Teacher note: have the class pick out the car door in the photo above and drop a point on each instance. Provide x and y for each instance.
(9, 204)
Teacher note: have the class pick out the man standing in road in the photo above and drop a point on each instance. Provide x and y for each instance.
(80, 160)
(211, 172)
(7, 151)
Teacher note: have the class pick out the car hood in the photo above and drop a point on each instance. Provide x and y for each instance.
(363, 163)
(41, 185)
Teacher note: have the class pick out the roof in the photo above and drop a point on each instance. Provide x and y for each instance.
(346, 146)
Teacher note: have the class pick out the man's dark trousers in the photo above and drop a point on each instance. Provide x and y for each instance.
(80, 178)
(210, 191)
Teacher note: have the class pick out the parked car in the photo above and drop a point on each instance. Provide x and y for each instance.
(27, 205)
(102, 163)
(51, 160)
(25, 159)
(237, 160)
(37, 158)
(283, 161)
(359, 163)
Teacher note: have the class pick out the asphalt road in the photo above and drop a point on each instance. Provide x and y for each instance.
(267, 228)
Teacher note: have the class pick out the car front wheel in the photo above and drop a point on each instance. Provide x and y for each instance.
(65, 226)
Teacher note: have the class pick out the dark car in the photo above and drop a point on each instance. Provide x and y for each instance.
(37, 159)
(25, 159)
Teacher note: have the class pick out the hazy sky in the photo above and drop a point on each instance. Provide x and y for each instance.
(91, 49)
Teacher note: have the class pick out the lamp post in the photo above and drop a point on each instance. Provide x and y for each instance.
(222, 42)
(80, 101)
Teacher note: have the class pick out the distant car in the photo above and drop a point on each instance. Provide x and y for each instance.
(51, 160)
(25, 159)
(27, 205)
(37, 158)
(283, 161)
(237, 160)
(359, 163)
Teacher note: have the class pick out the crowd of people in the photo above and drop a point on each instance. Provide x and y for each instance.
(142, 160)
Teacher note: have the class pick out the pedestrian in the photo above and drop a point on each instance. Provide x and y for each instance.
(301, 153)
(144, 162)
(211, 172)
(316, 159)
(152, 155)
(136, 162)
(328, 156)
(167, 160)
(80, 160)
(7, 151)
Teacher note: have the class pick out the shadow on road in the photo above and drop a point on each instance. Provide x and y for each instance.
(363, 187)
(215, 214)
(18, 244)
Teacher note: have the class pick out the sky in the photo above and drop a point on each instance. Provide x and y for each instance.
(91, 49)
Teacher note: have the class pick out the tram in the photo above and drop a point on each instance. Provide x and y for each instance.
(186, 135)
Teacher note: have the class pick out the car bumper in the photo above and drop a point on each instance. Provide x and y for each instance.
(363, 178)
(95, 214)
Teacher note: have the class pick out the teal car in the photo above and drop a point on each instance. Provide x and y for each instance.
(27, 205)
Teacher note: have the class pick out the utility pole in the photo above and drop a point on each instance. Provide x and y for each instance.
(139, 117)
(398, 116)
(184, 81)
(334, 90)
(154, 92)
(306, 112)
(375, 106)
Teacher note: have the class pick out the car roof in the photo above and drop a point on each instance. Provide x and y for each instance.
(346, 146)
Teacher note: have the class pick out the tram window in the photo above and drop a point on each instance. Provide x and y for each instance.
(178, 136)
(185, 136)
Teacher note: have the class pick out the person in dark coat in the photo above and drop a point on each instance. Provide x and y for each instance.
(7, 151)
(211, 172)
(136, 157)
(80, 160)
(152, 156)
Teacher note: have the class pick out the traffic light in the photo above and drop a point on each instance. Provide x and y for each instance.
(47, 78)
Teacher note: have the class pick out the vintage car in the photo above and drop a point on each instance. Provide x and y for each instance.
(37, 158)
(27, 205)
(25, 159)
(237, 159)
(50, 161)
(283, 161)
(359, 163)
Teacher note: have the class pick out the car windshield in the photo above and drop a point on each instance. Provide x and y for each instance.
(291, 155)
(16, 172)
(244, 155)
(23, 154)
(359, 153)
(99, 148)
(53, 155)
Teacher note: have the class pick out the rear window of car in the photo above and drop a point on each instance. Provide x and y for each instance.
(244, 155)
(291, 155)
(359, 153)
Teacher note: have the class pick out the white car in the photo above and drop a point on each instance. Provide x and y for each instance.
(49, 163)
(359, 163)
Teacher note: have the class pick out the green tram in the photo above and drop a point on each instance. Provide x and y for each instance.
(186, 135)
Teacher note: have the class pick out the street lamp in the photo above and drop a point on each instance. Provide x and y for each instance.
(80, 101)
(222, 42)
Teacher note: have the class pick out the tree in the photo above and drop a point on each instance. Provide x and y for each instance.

##########

* Written task:
Type out the entries again, word for word.

* Correct response:
Teacher note: have the class pick out the car door in the photo above and drop a point on each instance. Provide x and y for each instance.
(9, 204)
Teacher note: have the class pick out the man standing in road in the photo above and drop a point on each instance. Provide x and y for each instance.
(80, 160)
(211, 172)
(7, 151)
Teacher note: have the class pick out the car hood in the photo above and drop a point on each instance. Provide x and y for each instance.
(363, 163)
(41, 185)
Teacher note: have the class pick out the roof in the photo above and drop a point on each instance. Provide x and y for each instance.
(346, 146)
Teacher note: have the class pick out the man's dark trousers in the photo above and drop a point on each instance. Provide x and y for each instance.
(80, 178)
(210, 191)
Teacher note: have the class pick out the parked car in the photo above and drop a point on each instance. Provide x and y for each instance.
(27, 205)
(102, 163)
(51, 160)
(25, 159)
(237, 160)
(37, 158)
(283, 161)
(359, 163)
Teacher note: have the class pick out the asphalt road in the photo above and drop a point on each instance. Provide x and y for each instance.
(267, 228)
Teacher note: have the class pick out the car front wheel in the photo above and drop a point on each instance. Provide x and y for each instance.
(65, 226)
Teacher note: have the class pick out the dark car in the photo above and drop a point on each instance. Provide x and y for each instance.
(37, 159)
(25, 159)
Teacher note: have the class pick out the hazy sky in the photo above and drop a point on each instance. Provide x and y for each instance.
(91, 49)
Teacher note: have the class pick out the lamp post in the photo above and drop a point on each instance. Provide x and y for each instance.
(222, 42)
(80, 101)
Teacher note: have the class pick out the distant car in the photo above and drop a point on each instance. Provide x and y for each instance.
(51, 160)
(25, 159)
(27, 205)
(37, 158)
(283, 161)
(237, 160)
(359, 163)
Teacher note: have the class pick out the crowd of people in the photo above and drop a point on each instance. Provide x and y for each instance.
(142, 160)
Teacher note: have the class pick out the pedestrian in the photo above and drop a point on each instance. Provide x and y for each instance.
(301, 153)
(144, 162)
(211, 172)
(316, 159)
(152, 155)
(136, 162)
(328, 156)
(167, 160)
(80, 160)
(7, 151)
Teacher note: have the class pick out the shadow on road in the photo above and drop a point on each instance. Provide x and y for each instance.
(363, 187)
(215, 214)
(18, 244)
Teacher note: have the class pick out the sky in the photo above and drop a point on each instance. Provide x and y for each instance.
(91, 49)
Teacher note: have the class pick out the tram in the photo above and drop a point on each instance. Provide x and y for each instance.
(186, 135)
Teacher note: have the class pick out the car bumper in the photo above and drop a point on each instance. Provide x and y for each instance.
(363, 178)
(95, 214)
Teacher note: have the class pick out the teal car in the photo above and drop a point on each instance. Provide x and y for each instance.
(27, 205)
Teacher note: have the class pick out the utility pole in the photo above and drop a point on each instance. Provide x and y for each instance.
(139, 117)
(398, 116)
(184, 81)
(334, 90)
(154, 92)
(306, 112)
(375, 106)
Teacher note: have the class pick out the car roof in the photo above and drop a point on each instance. Provide x and y for each instance.
(346, 146)
Teacher note: have the class pick out the tram window in the photo above and drop a point on each instance. Provide x and y for each instance.
(178, 136)
(185, 136)
Teacher note: have the class pick out the person in dark coat in the photo above and drop a point on each instance. Provide x and y for each instance.
(7, 151)
(211, 172)
(136, 157)
(80, 160)
(152, 156)
Teacher note: have the class pick out the traffic light in the photo above and drop a point on each instance. Provide x and y for each instance.
(47, 78)
Teacher note: have the class pick out the vintage car in the photo above and drop a point on each instance. Provide x and y for each instance.
(37, 158)
(27, 205)
(25, 159)
(237, 159)
(50, 161)
(283, 161)
(359, 163)
Teacher note: have the class pick out the car windshield in the photo above and drop a point on each instance. Provide x and y for each instance.
(291, 155)
(16, 172)
(244, 155)
(23, 154)
(359, 153)
(99, 148)
(53, 155)
Teacher note: have the class pick out the rear window of car in the photo above and drop a point on each instance. Provide x and y for each instance.
(244, 155)
(291, 155)
(359, 153)
Teacher note: have the class pick out the white car in the photo above and drop a point on each instance. Provide x and y for each instance.
(49, 163)
(359, 163)
Teacher note: have the class pick out the green tram in the photo above and drop a point on each instance. Provide x and y for each instance.
(186, 135)
Teacher note: have the class pick out the street lamp in the photo above and drop a point on each instance. Provide x and y for each instance.
(80, 101)
(222, 42)
Teacher note: have the class pick out the tree in the photo above and drop a point on each instance. Provide x and y for each instance.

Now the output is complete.